§ WHAT YOU NEED TO DO
Please pull out every line of the records below that contains the word "black", and copy each of those lines in full.

§ DATA FOR THE TASK
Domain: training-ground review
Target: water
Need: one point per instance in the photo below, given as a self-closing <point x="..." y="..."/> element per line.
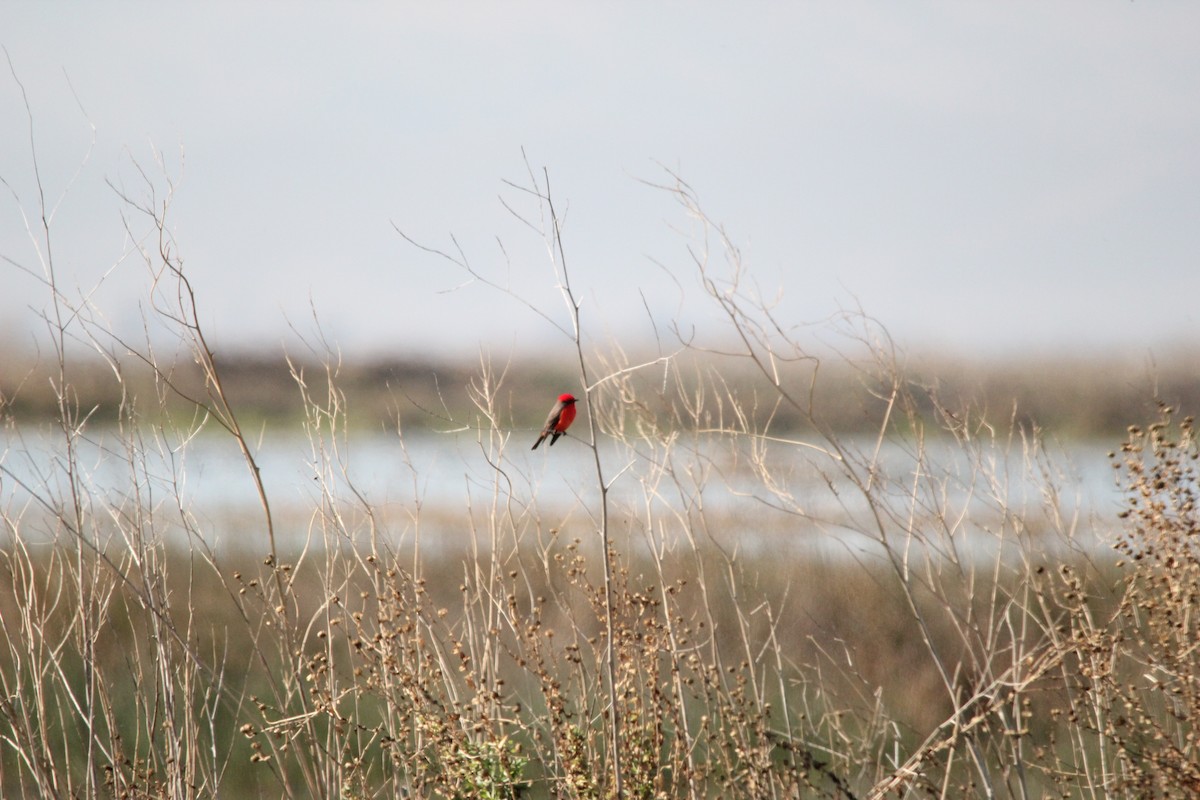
<point x="447" y="479"/>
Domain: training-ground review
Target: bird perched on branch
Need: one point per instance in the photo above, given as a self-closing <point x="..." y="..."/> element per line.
<point x="561" y="417"/>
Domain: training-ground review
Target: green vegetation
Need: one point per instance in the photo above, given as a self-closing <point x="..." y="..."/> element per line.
<point x="699" y="623"/>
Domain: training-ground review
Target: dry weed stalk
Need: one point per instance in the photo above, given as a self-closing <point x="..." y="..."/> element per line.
<point x="667" y="632"/>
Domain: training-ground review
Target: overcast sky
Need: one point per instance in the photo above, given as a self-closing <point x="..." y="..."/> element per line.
<point x="994" y="178"/>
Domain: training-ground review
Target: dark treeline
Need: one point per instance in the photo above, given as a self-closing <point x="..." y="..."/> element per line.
<point x="1081" y="396"/>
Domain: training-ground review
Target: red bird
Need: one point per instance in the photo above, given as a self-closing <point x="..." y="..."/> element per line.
<point x="561" y="417"/>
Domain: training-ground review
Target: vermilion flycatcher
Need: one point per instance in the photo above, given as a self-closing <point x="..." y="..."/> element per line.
<point x="561" y="417"/>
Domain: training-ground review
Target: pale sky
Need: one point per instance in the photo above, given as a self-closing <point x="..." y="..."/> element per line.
<point x="993" y="178"/>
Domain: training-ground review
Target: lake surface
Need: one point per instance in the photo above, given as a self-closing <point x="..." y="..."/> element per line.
<point x="449" y="477"/>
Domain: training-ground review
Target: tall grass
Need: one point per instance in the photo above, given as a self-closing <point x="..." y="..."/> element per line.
<point x="733" y="605"/>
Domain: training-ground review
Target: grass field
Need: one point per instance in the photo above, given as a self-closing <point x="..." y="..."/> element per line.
<point x="664" y="636"/>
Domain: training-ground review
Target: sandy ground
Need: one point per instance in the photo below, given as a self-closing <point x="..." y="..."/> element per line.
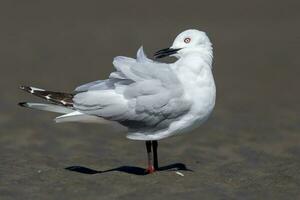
<point x="248" y="149"/>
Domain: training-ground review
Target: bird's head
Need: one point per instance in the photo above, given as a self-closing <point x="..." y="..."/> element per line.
<point x="188" y="41"/>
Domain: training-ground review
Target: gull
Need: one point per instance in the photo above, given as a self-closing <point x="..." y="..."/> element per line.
<point x="151" y="99"/>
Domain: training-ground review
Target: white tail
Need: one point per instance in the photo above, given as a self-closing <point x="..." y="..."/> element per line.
<point x="47" y="107"/>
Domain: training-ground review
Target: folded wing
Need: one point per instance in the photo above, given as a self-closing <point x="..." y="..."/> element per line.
<point x="141" y="94"/>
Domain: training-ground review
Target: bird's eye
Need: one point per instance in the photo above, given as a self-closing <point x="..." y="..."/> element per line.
<point x="187" y="40"/>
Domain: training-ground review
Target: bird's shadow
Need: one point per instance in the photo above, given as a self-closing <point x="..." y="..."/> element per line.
<point x="128" y="169"/>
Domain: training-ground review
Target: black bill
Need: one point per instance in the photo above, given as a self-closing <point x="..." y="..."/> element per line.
<point x="165" y="52"/>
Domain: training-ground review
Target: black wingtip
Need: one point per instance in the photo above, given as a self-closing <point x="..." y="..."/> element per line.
<point x="23" y="104"/>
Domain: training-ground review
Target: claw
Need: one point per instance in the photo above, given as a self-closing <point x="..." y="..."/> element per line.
<point x="150" y="169"/>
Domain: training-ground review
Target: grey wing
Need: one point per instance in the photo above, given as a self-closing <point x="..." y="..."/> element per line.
<point x="141" y="93"/>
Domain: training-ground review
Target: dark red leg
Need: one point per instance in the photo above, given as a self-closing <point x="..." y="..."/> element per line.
<point x="150" y="168"/>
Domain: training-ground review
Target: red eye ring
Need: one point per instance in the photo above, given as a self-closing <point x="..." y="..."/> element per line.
<point x="187" y="40"/>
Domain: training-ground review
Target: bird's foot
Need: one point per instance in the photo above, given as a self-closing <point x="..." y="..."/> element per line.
<point x="150" y="169"/>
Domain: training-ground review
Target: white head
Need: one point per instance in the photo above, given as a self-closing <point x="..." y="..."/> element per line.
<point x="189" y="41"/>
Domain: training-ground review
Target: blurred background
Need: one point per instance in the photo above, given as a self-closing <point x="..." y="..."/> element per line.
<point x="248" y="149"/>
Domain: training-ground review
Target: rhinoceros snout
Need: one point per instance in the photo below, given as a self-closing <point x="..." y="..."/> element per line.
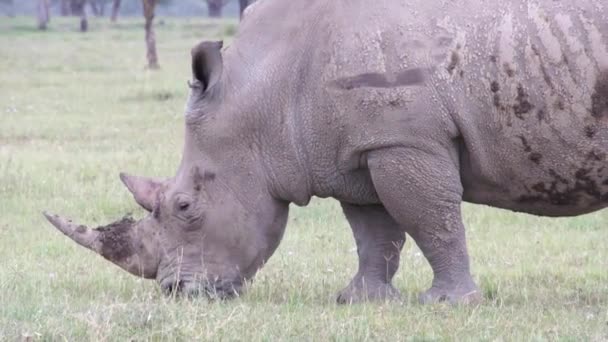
<point x="213" y="290"/>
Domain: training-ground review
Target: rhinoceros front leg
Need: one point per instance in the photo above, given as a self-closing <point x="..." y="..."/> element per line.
<point x="379" y="241"/>
<point x="421" y="189"/>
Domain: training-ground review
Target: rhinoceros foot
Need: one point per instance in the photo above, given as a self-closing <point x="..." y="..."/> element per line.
<point x="358" y="291"/>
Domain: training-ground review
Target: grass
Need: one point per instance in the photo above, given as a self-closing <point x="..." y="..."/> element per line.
<point x="76" y="109"/>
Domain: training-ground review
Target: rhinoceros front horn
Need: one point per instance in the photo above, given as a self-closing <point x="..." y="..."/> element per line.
<point x="116" y="242"/>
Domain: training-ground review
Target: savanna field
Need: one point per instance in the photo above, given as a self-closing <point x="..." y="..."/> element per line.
<point x="76" y="109"/>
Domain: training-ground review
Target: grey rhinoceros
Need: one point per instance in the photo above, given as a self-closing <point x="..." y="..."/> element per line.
<point x="400" y="110"/>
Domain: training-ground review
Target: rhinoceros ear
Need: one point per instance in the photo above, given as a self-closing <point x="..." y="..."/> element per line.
<point x="207" y="63"/>
<point x="144" y="190"/>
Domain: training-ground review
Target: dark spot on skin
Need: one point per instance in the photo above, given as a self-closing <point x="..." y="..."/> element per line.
<point x="508" y="70"/>
<point x="374" y="80"/>
<point x="541" y="115"/>
<point x="115" y="239"/>
<point x="596" y="155"/>
<point x="557" y="177"/>
<point x="560" y="192"/>
<point x="543" y="68"/>
<point x="599" y="99"/>
<point x="454" y="60"/>
<point x="209" y="176"/>
<point x="496" y="101"/>
<point x="525" y="143"/>
<point x="590" y="131"/>
<point x="522" y="105"/>
<point x="536" y="157"/>
<point x="444" y="41"/>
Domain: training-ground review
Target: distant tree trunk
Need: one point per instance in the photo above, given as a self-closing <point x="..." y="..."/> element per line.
<point x="150" y="37"/>
<point x="95" y="8"/>
<point x="214" y="7"/>
<point x="115" y="9"/>
<point x="11" y="8"/>
<point x="43" y="14"/>
<point x="77" y="7"/>
<point x="84" y="23"/>
<point x="242" y="5"/>
<point x="65" y="7"/>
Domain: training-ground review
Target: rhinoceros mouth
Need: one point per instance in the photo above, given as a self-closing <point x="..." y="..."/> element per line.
<point x="211" y="289"/>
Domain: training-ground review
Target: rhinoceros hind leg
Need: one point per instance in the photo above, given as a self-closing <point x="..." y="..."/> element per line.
<point x="421" y="189"/>
<point x="379" y="241"/>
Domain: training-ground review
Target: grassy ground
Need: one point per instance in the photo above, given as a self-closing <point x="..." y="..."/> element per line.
<point x="76" y="109"/>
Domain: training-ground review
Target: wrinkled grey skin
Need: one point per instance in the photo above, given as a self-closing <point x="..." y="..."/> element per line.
<point x="399" y="109"/>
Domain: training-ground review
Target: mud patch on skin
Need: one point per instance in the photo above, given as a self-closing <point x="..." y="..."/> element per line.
<point x="454" y="60"/>
<point x="115" y="239"/>
<point x="522" y="105"/>
<point x="536" y="157"/>
<point x="408" y="77"/>
<point x="560" y="191"/>
<point x="541" y="115"/>
<point x="508" y="69"/>
<point x="599" y="99"/>
<point x="590" y="131"/>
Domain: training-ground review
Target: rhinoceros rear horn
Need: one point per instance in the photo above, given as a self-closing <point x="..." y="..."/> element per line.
<point x="80" y="234"/>
<point x="144" y="189"/>
<point x="207" y="63"/>
<point x="118" y="242"/>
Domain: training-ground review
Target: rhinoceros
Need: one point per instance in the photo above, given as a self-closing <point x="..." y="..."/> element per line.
<point x="400" y="110"/>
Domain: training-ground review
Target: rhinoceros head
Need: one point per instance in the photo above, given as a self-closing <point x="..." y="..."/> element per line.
<point x="211" y="226"/>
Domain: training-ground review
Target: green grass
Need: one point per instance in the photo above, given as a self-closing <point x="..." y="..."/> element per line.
<point x="76" y="109"/>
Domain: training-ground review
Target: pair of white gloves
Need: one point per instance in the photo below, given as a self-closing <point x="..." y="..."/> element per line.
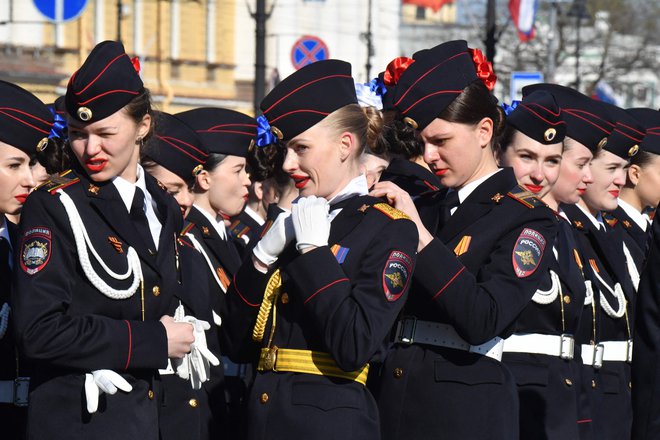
<point x="195" y="366"/>
<point x="308" y="222"/>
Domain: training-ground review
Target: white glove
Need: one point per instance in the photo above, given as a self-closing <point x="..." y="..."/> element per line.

§ OUTPUT OF THE TASK
Target: black bill
Target: black wingtip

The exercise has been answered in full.